■ Aim: Reproduce every line of the listing as written, apart from the pictures.

━━━━━━

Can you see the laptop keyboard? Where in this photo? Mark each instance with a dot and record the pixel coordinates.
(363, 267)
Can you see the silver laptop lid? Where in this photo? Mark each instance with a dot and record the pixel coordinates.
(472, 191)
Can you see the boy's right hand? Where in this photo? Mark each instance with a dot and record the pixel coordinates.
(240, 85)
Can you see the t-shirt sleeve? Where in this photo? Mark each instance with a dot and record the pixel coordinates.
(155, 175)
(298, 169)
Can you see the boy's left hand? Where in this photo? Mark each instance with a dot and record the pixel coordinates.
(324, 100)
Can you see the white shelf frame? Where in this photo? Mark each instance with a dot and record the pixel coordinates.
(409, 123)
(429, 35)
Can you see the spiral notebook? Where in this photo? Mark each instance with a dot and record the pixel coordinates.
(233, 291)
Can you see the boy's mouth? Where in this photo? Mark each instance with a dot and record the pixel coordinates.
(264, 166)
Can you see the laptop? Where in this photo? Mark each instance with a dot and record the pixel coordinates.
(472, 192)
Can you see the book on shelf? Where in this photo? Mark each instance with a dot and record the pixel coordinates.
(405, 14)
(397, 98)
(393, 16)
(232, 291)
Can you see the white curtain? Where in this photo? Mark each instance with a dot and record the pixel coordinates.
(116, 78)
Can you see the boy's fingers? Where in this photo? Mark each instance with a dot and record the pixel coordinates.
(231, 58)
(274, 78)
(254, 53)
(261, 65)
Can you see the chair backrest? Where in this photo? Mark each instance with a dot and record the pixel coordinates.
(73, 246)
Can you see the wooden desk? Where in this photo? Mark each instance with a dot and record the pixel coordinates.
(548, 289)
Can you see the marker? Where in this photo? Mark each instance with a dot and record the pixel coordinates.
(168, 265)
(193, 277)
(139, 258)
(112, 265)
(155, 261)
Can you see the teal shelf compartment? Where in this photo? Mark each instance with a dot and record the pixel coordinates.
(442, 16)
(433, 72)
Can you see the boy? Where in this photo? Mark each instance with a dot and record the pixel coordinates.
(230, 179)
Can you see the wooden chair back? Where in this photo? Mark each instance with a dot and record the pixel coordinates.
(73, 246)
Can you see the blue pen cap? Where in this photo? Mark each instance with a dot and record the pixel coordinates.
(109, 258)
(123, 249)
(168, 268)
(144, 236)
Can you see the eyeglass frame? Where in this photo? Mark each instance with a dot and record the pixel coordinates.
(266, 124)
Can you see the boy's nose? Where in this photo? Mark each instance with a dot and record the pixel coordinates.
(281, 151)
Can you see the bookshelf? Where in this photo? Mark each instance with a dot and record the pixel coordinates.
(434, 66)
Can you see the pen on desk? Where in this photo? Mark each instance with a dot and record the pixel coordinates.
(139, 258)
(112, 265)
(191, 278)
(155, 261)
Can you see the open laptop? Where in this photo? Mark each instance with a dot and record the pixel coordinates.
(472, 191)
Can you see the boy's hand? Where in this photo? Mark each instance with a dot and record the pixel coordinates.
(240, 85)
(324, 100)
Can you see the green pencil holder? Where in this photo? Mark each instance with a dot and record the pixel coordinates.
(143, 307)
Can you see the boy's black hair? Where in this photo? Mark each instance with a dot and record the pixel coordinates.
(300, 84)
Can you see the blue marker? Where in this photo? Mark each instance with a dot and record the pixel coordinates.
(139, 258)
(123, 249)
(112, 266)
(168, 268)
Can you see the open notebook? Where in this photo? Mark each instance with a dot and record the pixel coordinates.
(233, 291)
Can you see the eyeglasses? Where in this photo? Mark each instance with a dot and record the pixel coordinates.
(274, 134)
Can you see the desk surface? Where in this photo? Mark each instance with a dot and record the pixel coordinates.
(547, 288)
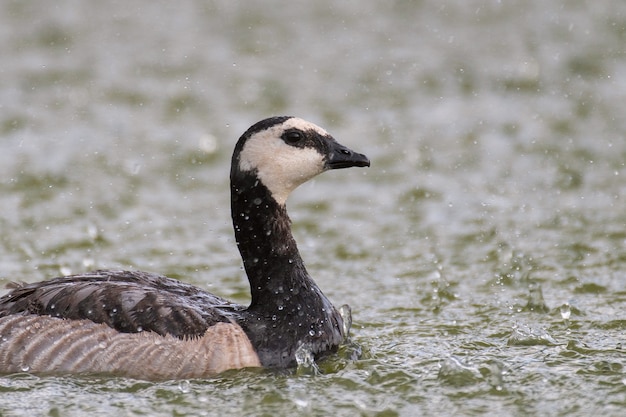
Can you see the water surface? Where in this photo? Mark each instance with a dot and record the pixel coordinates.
(483, 253)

━━━━━━

■ Full solution:
Can you see the laptop keyboard? Where in this photo? Mark each instance with a dot and record the pixel coordinates.
(363, 267)
Can you see the silver laptop lid? Where in this photo? Mark each instance with a dot and record the pixel coordinates.
(472, 191)
Can you see the boy's right hand? Where in this photo? Mark each instance with a dot and record the pixel coordinates.
(240, 85)
Can you see the t-shirt sleeve? Where in this photo? Mark each instance with a dot and record the pixel coordinates.
(155, 175)
(298, 169)
Can you see the boy's left hand? Where in this photo? Mark each instance with a dot and record the pixel coordinates.
(324, 100)
Can you see the white shelf frame? Where in this photo? Mark each instance with a dot and record the pixel coordinates.
(409, 123)
(429, 35)
Can you see the spiral notebook? Where in this photo? Mark each instance with a dot and record the pixel coordinates.
(233, 291)
Can you see the boy's mouth? Where in this photo? Mark each instance with a dot and record the pixel coordinates.
(264, 166)
Can you see the laptop? Where in this photo? Mark each instance with a dot and record the pixel coordinates.
(472, 192)
Can you see the book on shelf? Where in this photo? Mark each instance with a dot and record the pixel coordinates.
(405, 14)
(397, 98)
(393, 16)
(232, 291)
Can you see the white curtain? Where in this photo? Mark each instance with a dot and record the pixel coordinates.
(116, 78)
Can you see the boy's fingers? Where in this photo? Mark each instance with a dot and record the pixel coordinates.
(231, 58)
(274, 78)
(254, 53)
(261, 65)
Can you see the chair backrest? Where in this photo? Mark each instance with a dot and record the pixel coordinates.
(73, 246)
Can you see the wooden desk? Where in this photo? Mark each instance with a dot and record the pixel coordinates.
(548, 289)
Can you see the marker? Where in this photo? Mark each instance with a dot and record the pixel coordinates.
(168, 265)
(193, 277)
(139, 258)
(112, 265)
(155, 261)
Can you see the teal shelf compartment? Where in this photo? Mark each instance with a dot and record the pixel coordinates.
(442, 16)
(433, 72)
Can you see the boy? Where in this photo? Mark each instance with a dot and record the pixel coordinates.
(230, 179)
Can you see the wooden chair back? Where in this photo? Mark each instance with a dot and record the pixel coordinates.
(73, 246)
Can you see the blue pen cap? Where in this photo? Mark each instance with a dot and record the pixel coordinates.
(109, 258)
(123, 249)
(168, 268)
(144, 236)
Can you see the eyeglass frame? Where in this photo? Mark each instance with a dot and record the pixel coordinates.
(266, 124)
Can you see the boy's nose? Where in this photo? Mark each instance with a dot and record the pixel coordinates.
(281, 151)
Can you see the bookshelf? Where in this photo? Mark each instance with a dot and record the pixel coordinates.
(434, 66)
Can you see the pen on desk? Where in this photo? Mark each instance with a dot and record the pixel coordinates.
(139, 258)
(112, 265)
(191, 278)
(155, 261)
Can you see the open laptop? Where in this photo? Mark each instance with a dot and record the pixel coordinates.
(472, 191)
Can you see the boy's hand? Where in this photo? Mark each instance with a dot and record the pixel coordinates.
(240, 85)
(324, 100)
Can you see the green pencil holder? Where in this photo? Mark each instance with a dot and record the pixel coordinates.
(143, 307)
Can you see the boy's black hair? Where in this photo? Mark each instance with a dot and record the pixel coordinates.
(300, 84)
Can you see the blue marker? Where in this photo? Mark each instance with a dot and record the pixel coordinates.
(139, 258)
(123, 249)
(112, 266)
(168, 268)
Can you see the open notebook? Where in this photo? Mark each instance with a dot and record the pixel coordinates.
(233, 291)
Can you see the eyeglasses? Where in this photo? Mark each instance with a dot and record the pixel coordinates.
(274, 134)
Can you see the desk surface? Where in this photo? Mark each instance with a dot and record the pixel coordinates.
(547, 288)
Can you see the water surface? Where in this photo? Mark each instance with a dot and record the pixel coordinates.
(483, 253)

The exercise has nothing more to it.